#### Tasks for this exercise:
a - According to the hay fever article, what time of day is ideal for running?
b - In the hay fever article, shorten the paragraph beginning "We should be out enjoying the beautiful spring air" and keep its main facts.
c - Proceed with the hay fever article from the point where it stops.
Segment Start: Extract
We ask GP and running expert Dr Juliet McGrattan to share what we need to know about running and hayfever, and how we can alleviate our symptoms
We should be out enjoying the beautiful spring air, but hay fever season is in full flow. For some of us, hay fever and running just don’t mix. Runny nose, streaming eyes and sneezing make running unpleasant at best, and can affect your running performance at worst. How can you cope with hay fever as a runner? What can you do to relieve hay fever symptoms?
We asked Dr Juliet McGrattan to share her top tips to help runners through the hay fever season, and answer all the questions you might have about hay fever.
Juliet’s quick tips for avoiding hay fever as a runner
- Run on days when the pollen count is lowest, ideally early in the morning
- Wear a hat and sunglasses to run, and pop some Vaseline at the base of your nostrils
- Take off your running kit and brush or wash your hair as soon as you get home
- If you take medication for hay fever, try to start taking it before the season starts to get the most protection
- Speak to your GP if hay fever is causing you problems with breathing
Read on for Juliet’s answers to all your hay fever questions…
What is hay fever?
Segment End: Extract
Segment Start: Records provided
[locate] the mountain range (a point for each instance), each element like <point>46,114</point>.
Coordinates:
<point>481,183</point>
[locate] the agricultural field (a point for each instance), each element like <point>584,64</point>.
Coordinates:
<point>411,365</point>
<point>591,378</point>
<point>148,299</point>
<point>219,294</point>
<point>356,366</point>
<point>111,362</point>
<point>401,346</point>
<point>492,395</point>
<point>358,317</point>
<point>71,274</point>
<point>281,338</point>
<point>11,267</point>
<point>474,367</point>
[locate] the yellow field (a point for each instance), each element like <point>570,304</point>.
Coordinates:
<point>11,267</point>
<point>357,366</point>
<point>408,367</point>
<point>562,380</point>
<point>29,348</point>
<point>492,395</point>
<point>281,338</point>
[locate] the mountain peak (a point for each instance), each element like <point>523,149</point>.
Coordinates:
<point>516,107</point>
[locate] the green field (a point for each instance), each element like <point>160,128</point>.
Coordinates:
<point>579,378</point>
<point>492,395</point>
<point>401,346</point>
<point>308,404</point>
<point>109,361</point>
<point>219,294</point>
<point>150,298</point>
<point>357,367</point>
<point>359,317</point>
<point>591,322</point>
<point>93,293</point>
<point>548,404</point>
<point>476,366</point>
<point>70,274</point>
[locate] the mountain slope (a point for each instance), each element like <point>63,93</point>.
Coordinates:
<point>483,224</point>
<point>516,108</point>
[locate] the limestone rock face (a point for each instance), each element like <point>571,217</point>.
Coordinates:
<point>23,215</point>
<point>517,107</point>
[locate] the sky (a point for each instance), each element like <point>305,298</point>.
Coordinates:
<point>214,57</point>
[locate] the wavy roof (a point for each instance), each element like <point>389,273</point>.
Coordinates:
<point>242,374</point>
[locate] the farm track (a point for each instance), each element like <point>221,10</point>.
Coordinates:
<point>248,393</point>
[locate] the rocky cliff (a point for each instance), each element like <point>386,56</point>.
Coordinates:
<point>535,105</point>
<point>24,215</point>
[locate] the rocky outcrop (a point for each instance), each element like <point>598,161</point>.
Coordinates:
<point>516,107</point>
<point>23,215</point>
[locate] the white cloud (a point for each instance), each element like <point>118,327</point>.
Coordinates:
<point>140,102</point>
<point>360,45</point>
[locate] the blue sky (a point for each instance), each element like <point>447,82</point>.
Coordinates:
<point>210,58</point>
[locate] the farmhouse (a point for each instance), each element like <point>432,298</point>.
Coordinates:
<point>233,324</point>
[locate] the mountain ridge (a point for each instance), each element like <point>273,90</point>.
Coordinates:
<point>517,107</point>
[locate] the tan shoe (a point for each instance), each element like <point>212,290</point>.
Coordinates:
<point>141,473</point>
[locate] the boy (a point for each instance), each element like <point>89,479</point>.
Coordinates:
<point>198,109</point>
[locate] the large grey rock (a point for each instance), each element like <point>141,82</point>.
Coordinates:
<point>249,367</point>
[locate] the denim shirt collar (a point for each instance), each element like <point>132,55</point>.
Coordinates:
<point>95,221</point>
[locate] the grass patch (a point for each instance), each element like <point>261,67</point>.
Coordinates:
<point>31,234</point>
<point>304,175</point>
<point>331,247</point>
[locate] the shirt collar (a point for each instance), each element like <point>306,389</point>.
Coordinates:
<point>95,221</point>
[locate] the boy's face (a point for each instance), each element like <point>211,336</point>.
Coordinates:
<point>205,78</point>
Segment End: Records provided
#### Answers by item number:
a - Early in the morning, on days when the pollen count is lowest.

b - Hay fever season is in full flow when runners should be enjoying the spring air. For some, a runny nose, streaming eyes and sneezing make running unpleasant and can hurt performance. This raises the questions of how runners can cope and how they can relieve their symptoms.

c -
Hay fever is caused by the body reacting to airborne pollen. It’s also known as seasonal allergic rhinitis.
What are the symptoms?
Sneezing, a runny nose, itchy eyes, headaches.
When is hay fever season?
Hay fever can affect us any time between March and September. When you specifically will be affected is due to the type of pollen you are allergic to – tree, grass or weed.
When is the pollen count highest?
The amount of pollen in the air varies from day to day. It’s lowest after rain and on still days when the wind isn’t blowing it around. You can follow the UK pollen forecast from the Met Office to get a more accurate indicator of expected pollen counts.
When should I run to avoid hay fever?
Plan your runs on days when the count is lowest. There’s day time variation too, so experiment and see what works best for you. Very early morning runs are usually a good option.
What should I wear on my runs to reduce hay fever symptoms?
Minimise the amount of pollen that comes into contact with your face. Wear a hat with a brim – this will keep pollen out of your hair, and stop it from aggravating you later in the day. Wrap-around running sunglasses will help to stop itchy eyes. Put a blob of Vaseline (or hay fever balm) at your nostrils to trap pollen.
What should I do after my run?
As soon as you get back from your run, strip off, wash your kit and shower and wash your hair. Dry your clothes inside rather than on a washing line where they’ll pick up more pollen. You can use a saline (salt water) nasal flush to wash out your nasal passages. Generally keeping your house clean (especially hoovered) and keeping the windows closed can help minimise pollen exposure too.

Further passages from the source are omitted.